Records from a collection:
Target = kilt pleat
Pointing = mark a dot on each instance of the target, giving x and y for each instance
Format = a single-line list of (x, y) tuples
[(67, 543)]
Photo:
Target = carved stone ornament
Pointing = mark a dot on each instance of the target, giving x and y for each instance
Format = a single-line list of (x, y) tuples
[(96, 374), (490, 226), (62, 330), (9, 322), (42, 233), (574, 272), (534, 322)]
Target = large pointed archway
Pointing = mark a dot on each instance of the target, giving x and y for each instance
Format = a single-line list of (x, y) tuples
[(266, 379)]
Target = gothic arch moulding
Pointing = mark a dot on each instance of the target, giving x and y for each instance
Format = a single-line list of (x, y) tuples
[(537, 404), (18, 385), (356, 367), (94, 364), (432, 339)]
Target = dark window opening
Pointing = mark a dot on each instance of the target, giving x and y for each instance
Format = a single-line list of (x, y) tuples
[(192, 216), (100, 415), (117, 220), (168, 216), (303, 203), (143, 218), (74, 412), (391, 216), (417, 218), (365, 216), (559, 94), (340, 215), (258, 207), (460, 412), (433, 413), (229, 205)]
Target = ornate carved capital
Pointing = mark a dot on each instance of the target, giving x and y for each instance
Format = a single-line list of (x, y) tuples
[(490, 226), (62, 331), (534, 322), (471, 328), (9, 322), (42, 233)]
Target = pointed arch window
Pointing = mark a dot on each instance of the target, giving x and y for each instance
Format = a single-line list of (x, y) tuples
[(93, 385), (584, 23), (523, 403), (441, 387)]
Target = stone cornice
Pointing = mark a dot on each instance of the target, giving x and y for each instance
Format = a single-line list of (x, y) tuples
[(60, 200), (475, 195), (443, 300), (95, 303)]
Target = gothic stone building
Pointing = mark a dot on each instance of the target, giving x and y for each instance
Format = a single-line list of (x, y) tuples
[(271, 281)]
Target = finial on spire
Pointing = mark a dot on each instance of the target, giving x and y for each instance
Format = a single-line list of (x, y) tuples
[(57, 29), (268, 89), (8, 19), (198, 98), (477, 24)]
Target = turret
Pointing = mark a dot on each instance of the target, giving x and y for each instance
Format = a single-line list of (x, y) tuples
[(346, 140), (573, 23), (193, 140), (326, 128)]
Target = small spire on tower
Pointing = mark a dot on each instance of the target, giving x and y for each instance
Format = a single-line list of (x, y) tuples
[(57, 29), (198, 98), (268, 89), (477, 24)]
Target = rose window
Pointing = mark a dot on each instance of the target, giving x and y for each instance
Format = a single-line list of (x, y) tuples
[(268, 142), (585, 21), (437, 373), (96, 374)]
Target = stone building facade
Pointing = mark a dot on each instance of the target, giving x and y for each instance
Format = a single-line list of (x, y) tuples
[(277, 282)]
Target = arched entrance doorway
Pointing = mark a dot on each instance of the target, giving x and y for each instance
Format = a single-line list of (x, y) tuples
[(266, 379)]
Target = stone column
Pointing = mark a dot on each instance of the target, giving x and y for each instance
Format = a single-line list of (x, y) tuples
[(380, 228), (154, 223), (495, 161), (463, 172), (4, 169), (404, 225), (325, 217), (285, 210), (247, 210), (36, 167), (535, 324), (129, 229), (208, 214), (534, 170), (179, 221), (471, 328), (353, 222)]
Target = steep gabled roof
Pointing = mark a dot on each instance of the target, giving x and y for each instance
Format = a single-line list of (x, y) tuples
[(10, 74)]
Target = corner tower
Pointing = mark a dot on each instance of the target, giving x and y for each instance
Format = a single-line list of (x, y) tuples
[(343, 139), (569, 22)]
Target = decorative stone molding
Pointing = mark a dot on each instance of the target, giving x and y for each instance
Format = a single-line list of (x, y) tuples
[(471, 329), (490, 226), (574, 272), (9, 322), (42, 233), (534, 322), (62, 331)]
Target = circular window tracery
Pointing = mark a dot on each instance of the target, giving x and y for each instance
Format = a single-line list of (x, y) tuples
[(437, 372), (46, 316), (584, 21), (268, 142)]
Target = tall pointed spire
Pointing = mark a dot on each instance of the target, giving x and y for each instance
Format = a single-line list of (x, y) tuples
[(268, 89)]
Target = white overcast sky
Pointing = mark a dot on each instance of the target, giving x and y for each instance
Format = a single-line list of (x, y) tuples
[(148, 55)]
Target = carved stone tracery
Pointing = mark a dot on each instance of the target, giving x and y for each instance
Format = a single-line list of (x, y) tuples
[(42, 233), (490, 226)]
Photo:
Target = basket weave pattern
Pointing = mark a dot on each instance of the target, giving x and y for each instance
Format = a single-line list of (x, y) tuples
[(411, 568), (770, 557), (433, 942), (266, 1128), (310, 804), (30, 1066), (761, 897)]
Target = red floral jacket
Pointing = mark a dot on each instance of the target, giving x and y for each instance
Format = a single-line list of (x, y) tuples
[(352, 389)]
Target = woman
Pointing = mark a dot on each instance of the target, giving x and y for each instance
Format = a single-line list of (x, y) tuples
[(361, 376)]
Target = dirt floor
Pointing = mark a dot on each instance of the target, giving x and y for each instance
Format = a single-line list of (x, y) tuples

Short task:
Arrange the listing from the line with "Target = rose window" to the line with "[(343, 139), (569, 22)]" as a two-column CSV with the headers request and points. Give one row per request, putting its text and its answer each in one quoted field and turning line breaks into spaces.

Output for this exercise:
request,points
"Target = rose window Pointing = mark a dot on each instance of the target, giving x and y for each instance Format = a single-line list of (x, y) tuples","[(268, 142), (585, 21), (437, 373), (96, 374)]"
"Target = stone building facade Pointing = mark a dot on each instance of the target, giving x and y for each instance Format = a single-line list of (x, y) tuples","[(277, 282)]"
"Target = arched entrance doorway Pointing = mark a dot on each instance of the target, giving x and y for each instance Format = a single-line list of (x, y) tuples","[(266, 379)]"
"Target = stone column Pointing = mark a dot on each instance of the target, giving x and y for each instance Format = a single-line list of (x, y) tuples","[(380, 228), (154, 223), (495, 161), (463, 172), (4, 169), (404, 225), (325, 217), (285, 210), (247, 210), (36, 167), (535, 324), (129, 229), (208, 214), (534, 170), (179, 221), (471, 328), (353, 222)]"
"Target = steep gabled roof Pointing = mark a dot on each instance of the target, giving x and y for each instance Format = a single-line list of (x, y) tuples","[(10, 74)]"
"Target = corner tower Pointing = mark a dot on each instance of the target, giving x and y for each instance Format = a single-line list of (x, y) tuples","[(343, 139), (569, 22)]"